* Start *
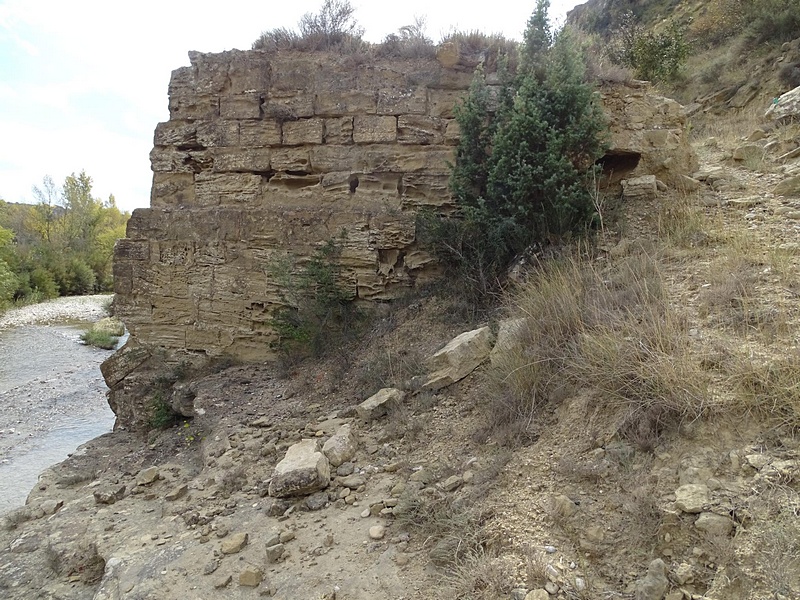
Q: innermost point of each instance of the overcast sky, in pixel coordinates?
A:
(83, 83)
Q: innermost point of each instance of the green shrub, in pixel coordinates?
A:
(333, 27)
(99, 339)
(655, 56)
(161, 414)
(319, 311)
(523, 164)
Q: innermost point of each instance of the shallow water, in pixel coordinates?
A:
(52, 399)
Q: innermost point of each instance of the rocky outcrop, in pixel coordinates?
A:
(267, 156)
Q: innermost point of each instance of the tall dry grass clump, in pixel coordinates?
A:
(611, 330)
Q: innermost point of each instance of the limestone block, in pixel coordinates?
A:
* End *
Repeat word for word the stretch of the entries from the line containing "Q: innermost point of each instance of the tall" through the end of the entries.

Q: innermost point of each instance of the tall dry grass clump, in pixel coordinates?
A:
(611, 330)
Q: innermost point of each instance of the limestone block, in pixel coordinates?
A:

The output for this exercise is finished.